# WHAT YOU HAVE TO DO
Find all lines in the records that include the word "molding", and copy them out.

# INFORMATION

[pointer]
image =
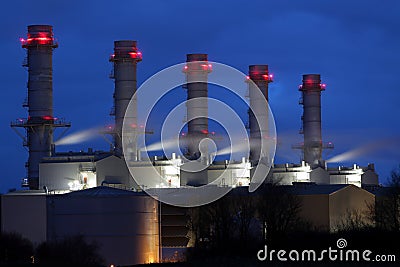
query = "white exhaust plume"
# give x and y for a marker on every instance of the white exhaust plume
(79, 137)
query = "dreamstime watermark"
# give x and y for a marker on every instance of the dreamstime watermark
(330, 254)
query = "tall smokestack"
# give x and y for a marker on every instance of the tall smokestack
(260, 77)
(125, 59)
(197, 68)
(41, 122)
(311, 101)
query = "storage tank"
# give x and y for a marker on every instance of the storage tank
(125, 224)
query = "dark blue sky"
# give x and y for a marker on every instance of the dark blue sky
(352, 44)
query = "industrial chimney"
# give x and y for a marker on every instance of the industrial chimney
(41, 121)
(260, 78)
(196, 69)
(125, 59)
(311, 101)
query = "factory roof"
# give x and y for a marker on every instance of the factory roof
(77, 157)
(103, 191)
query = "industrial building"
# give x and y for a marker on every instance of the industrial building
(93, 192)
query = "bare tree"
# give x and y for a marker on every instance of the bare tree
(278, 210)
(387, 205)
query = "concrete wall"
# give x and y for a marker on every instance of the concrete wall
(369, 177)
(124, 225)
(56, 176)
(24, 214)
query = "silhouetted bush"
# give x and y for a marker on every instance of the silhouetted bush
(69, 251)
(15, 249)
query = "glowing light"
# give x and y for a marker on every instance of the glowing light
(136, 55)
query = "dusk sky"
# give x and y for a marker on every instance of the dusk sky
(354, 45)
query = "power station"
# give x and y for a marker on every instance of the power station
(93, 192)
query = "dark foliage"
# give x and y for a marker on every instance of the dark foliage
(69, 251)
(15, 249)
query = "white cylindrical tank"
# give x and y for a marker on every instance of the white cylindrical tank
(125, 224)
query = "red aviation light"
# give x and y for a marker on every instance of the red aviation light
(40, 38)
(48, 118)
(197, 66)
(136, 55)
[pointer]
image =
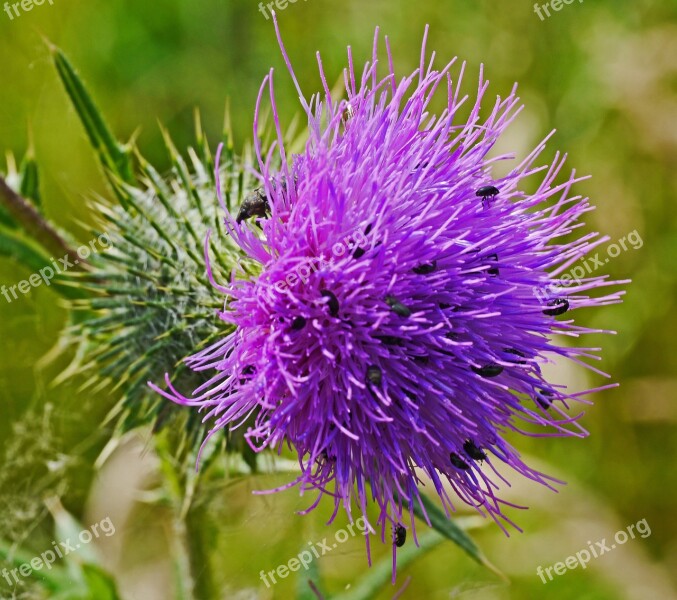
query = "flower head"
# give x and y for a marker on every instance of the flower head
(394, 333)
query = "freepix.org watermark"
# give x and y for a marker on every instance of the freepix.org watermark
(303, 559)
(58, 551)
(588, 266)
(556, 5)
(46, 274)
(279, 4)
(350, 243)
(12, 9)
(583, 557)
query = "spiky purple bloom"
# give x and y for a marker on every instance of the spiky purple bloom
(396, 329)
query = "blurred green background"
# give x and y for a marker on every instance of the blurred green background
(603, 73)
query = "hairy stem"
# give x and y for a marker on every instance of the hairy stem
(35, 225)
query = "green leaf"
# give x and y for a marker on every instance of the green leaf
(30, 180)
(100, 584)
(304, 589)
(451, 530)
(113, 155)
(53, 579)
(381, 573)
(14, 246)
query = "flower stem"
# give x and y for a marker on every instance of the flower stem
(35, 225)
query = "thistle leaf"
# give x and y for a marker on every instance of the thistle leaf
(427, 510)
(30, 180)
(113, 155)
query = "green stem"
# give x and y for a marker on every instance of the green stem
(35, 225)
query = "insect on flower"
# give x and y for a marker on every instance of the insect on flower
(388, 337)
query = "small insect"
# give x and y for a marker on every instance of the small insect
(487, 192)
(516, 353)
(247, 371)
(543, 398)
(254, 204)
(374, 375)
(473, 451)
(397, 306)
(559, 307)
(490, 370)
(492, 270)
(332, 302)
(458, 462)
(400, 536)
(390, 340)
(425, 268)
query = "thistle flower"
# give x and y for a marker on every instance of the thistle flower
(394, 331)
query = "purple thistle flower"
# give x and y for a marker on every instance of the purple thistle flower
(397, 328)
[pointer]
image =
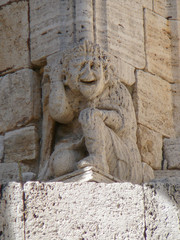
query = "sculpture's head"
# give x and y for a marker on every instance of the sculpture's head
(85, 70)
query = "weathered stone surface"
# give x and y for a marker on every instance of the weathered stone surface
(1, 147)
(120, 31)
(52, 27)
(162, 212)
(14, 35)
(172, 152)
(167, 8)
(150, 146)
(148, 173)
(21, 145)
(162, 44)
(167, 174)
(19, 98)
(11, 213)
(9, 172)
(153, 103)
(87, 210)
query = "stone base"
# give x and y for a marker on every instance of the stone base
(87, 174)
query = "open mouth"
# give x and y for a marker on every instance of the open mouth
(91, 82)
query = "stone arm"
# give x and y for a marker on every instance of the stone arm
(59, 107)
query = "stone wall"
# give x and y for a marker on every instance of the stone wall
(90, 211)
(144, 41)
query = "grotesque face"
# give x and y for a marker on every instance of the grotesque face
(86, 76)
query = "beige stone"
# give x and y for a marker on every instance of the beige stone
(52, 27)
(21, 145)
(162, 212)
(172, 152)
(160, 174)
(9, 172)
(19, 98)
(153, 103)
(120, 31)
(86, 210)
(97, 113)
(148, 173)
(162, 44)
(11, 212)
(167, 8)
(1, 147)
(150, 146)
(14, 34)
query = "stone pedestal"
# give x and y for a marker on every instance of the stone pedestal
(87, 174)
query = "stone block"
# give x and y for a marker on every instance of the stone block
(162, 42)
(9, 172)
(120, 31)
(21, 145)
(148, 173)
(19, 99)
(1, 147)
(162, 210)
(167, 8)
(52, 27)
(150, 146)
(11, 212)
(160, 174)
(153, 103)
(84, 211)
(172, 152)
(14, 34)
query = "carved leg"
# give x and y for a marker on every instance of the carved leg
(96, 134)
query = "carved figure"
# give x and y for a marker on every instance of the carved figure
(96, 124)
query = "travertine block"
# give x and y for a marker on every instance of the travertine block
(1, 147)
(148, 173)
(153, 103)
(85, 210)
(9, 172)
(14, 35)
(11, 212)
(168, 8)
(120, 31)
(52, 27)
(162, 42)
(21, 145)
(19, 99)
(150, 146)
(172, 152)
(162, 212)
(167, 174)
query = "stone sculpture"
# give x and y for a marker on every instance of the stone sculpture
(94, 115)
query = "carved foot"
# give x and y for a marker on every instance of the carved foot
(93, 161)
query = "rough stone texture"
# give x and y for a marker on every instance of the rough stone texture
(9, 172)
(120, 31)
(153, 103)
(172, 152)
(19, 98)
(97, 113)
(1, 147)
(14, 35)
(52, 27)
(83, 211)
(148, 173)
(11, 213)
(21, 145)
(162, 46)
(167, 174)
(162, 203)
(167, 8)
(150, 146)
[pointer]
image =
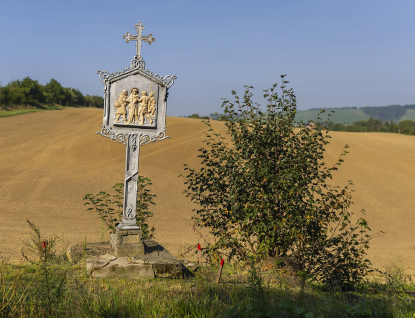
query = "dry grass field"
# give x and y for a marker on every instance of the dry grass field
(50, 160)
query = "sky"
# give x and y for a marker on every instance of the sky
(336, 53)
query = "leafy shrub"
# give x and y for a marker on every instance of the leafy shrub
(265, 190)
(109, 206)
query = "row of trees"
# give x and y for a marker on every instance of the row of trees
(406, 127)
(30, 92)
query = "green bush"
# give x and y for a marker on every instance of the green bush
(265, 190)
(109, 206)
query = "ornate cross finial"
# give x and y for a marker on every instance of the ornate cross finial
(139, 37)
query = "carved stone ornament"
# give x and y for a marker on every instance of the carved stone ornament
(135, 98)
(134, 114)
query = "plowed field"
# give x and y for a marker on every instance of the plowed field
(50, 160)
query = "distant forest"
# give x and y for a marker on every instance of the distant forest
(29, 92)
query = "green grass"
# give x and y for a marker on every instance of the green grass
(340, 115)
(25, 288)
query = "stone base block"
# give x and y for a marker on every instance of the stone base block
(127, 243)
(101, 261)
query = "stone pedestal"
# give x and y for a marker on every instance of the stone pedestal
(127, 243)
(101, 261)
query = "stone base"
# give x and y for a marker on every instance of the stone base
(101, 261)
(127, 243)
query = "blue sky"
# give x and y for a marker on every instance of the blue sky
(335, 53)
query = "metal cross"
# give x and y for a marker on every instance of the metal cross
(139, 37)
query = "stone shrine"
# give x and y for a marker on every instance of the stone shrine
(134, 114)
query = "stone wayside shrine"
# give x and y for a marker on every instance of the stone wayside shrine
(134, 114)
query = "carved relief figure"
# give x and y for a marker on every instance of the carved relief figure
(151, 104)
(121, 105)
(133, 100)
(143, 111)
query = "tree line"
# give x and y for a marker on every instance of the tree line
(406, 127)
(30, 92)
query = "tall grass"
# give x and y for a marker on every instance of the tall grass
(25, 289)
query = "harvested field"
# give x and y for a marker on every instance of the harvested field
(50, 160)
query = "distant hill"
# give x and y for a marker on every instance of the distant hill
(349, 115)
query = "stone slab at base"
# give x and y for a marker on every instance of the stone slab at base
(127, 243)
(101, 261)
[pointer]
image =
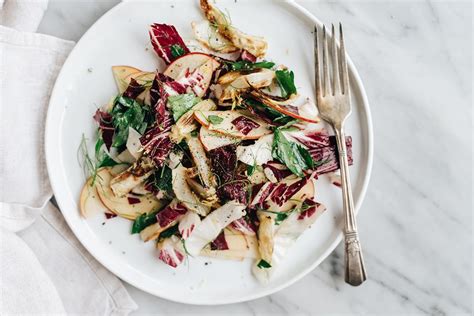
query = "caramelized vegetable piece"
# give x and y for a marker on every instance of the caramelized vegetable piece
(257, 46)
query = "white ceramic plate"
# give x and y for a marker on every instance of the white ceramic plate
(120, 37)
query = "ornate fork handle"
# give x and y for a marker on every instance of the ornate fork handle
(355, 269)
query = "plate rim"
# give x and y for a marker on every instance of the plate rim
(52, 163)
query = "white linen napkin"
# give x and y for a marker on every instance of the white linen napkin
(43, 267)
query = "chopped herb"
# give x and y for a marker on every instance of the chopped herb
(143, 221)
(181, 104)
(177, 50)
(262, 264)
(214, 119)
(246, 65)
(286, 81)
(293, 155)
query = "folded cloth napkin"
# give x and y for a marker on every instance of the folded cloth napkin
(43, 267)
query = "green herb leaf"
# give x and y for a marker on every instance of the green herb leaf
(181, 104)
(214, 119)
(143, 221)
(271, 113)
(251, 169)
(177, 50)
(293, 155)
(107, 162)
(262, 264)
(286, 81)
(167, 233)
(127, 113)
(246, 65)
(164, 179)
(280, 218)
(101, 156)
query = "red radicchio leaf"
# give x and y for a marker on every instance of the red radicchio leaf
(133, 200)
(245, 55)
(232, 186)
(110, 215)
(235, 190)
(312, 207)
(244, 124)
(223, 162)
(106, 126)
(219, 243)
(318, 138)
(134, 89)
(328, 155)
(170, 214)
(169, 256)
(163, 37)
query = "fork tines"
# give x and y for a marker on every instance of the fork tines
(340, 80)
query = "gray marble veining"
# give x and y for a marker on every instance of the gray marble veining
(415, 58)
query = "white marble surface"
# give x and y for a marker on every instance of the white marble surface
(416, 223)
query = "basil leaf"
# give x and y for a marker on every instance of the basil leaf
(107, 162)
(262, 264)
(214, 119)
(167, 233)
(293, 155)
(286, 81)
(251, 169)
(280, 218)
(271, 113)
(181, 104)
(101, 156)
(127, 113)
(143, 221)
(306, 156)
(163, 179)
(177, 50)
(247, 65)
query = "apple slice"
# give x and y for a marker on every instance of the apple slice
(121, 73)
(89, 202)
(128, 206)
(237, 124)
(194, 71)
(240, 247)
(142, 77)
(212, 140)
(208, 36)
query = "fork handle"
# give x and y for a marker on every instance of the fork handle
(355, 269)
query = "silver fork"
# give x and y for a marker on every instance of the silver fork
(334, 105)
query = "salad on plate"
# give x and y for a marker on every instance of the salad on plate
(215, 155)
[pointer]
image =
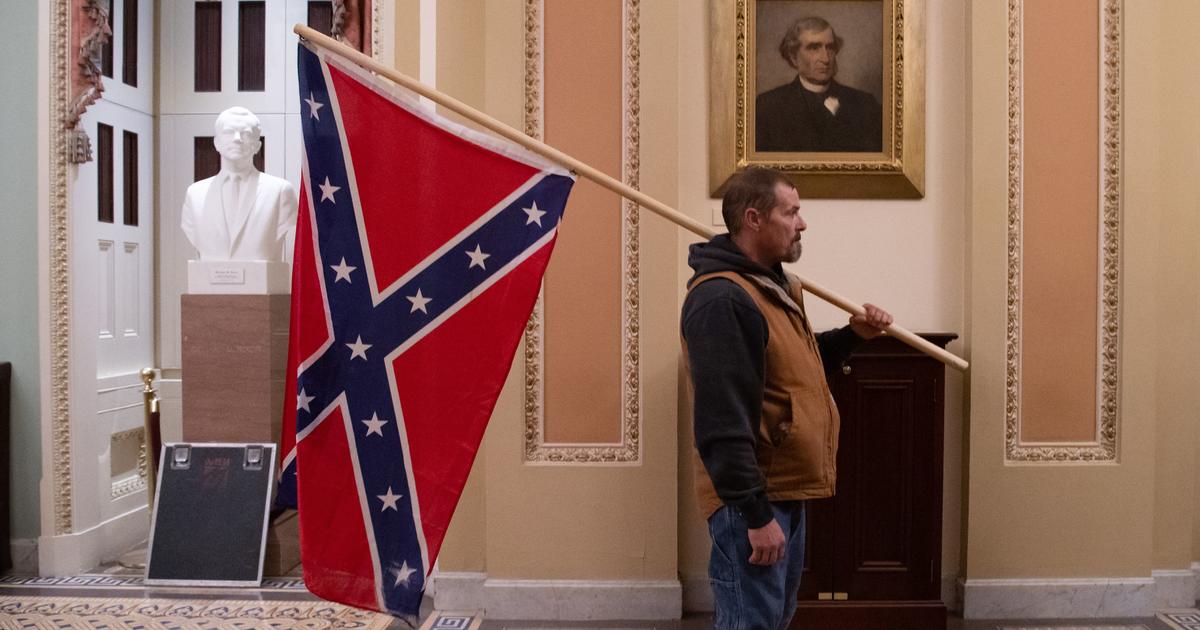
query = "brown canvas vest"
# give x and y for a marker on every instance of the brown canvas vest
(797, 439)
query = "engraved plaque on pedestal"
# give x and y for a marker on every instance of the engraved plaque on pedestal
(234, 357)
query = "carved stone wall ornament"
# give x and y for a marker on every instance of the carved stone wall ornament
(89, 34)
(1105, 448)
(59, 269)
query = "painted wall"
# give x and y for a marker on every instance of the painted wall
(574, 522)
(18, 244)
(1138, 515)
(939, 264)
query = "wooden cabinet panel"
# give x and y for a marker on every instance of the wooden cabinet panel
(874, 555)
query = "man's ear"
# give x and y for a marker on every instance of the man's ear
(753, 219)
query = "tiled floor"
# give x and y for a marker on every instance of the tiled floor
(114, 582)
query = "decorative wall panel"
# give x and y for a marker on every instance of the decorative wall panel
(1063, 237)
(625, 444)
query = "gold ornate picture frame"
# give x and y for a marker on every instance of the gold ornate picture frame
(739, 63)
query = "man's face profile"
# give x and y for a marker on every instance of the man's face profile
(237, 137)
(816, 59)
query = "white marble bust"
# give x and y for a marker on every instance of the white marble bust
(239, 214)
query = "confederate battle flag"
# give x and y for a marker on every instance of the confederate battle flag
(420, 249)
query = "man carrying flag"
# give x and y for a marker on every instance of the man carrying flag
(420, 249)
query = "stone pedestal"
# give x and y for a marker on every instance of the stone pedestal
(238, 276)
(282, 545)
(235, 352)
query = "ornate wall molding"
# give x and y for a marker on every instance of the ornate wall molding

# WRITTEN ANSWER
query = "ornate wall molding"
# give x and y for a marker on every instance of the ornate wall molding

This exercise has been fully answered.